ANWEISUNG 1 - Mit welchem Ergebnis besiegte Sporting Braga laut dem folgenden Text über den portugiesischen Fußball den Spitzenreiter Benfica?

VORLIEGENDER TEXT -
::::

In Portugal waren die Profimannschaften selbst während der Weltmeisterschaft aktiv. In der Taca de Liga, dem sogenannten Ligapokal, qualifizierten sich der FC Porto, Sporting, Arouca sowie Zweitligist Academico Viseu für die Halbfinals. Etwas überraschend dort nicht vertreten ist Benfica (41 Punkte). Der Ligaprimus strauchelte zuletzt auch in der Liga, fuhr nach der WM nur vier Punkte aus drei Partien ein. Im 29. Pflichtspiel setzte es beim sehr gut aufgelegten Sporting Braga (37) die erste Saisonniederlage. Der ärgste Verfolger hatte das Geschehen nahezu über die gesamte Spielzeit unter Kontrolle und gewann glatt mit 3:0. Abel Ruiz sowie der treffsichere, einen Doppelpack markierende, Ricardo Horta waren für die Tore verantwortlich.

Beflügelt vom Sieg im Topspiel ließ Braga ein 4:0 bei Santa Clara folgen und rückte bis auf vier Punkte an Benfica heran. Der von Roger Schmidt trainierte Spitzenreiter ließ nämlich auch im Stadtderby gegen Sporting (29) Federn. Immerhin egalisierte er allerdings einen zweifachen Rückstand, sodass nach 98 unterhaltsamen Minuten ein 2:2 auf der Anzeigetafel stand. Sporting selbst landete einen durchaus bedeutungsvollen Achtungserfolg. Die Stimmung lag der peinlichen 0:1-Niederlage auf Madeira bei Maritimo Funchal (10), dem aktuellen Tabellenvorletzten, nämlich am Boden.

::::

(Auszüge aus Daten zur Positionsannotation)
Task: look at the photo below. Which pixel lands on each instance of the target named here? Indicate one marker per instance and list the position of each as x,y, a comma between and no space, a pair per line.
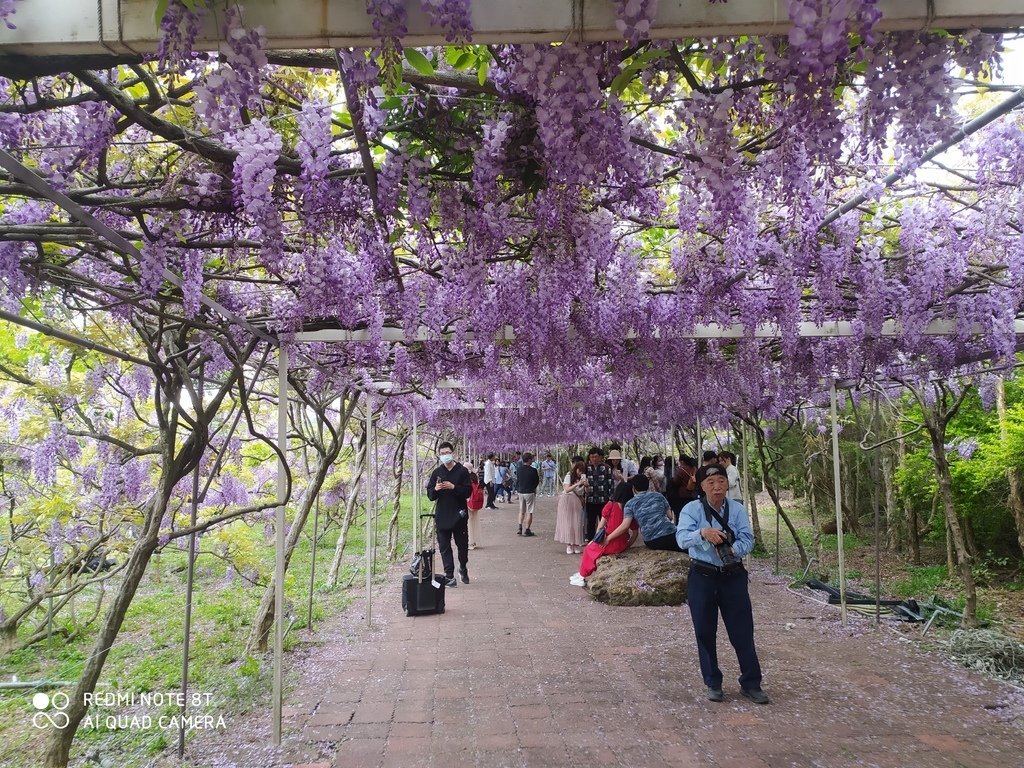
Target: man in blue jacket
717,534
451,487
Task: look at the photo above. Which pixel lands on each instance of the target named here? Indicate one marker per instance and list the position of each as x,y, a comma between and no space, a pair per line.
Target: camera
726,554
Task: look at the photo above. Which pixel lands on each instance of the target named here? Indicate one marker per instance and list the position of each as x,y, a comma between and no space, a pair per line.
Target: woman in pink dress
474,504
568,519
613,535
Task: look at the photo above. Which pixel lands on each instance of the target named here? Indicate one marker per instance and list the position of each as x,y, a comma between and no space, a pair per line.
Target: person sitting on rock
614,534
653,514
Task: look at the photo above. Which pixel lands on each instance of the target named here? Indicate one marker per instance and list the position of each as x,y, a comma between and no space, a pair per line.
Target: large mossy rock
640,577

::::

ANWEISUNG 2 - Schreiben Sie sämtliche Datensätze zeichengetreu ab, lassen Sie die Bilder dabei jedoch weg.

VOLLSTÄNDIGE ANTWORT 1 - Mit 3:0.

VOLLSTÄNDIGE ANTWORT 2 -
Task: look at the photo below. Which pixel lands on each instance of the target named here? Indicate one marker per instance and list the position of each as x,y, a comma between and no space, a pair per line.
Target: man in blue jacket
717,534
451,487
Task: look at the photo above. Which pixel lands on each instance of the target named here? Indicate one marker per instance and list the position of each as x,y, a comma between and no space, a pair per line.
Target: camera
726,554
Task: look at the photo above. Which pixel lands on each instance of the target named here? Indicate one marker per instance and list the position of each as x,y, a comma between and no space, a pair per line.
Target: woman in pink dress
474,504
568,519
613,535
Task: look at the photo above. Which pixel lands on each instance of the target named here? Indicate one marker per instance and list the position of each as x,y, a comma between and no space, a pair per line.
Target: person sitting on rock
614,534
653,514
Task: look at the photo above. Which pixel lands on each instance of the target named here? Indicate one marker per instance and list the position of each as x,y, a comma between and no space, a pair per line.
Target: large mossy rock
640,577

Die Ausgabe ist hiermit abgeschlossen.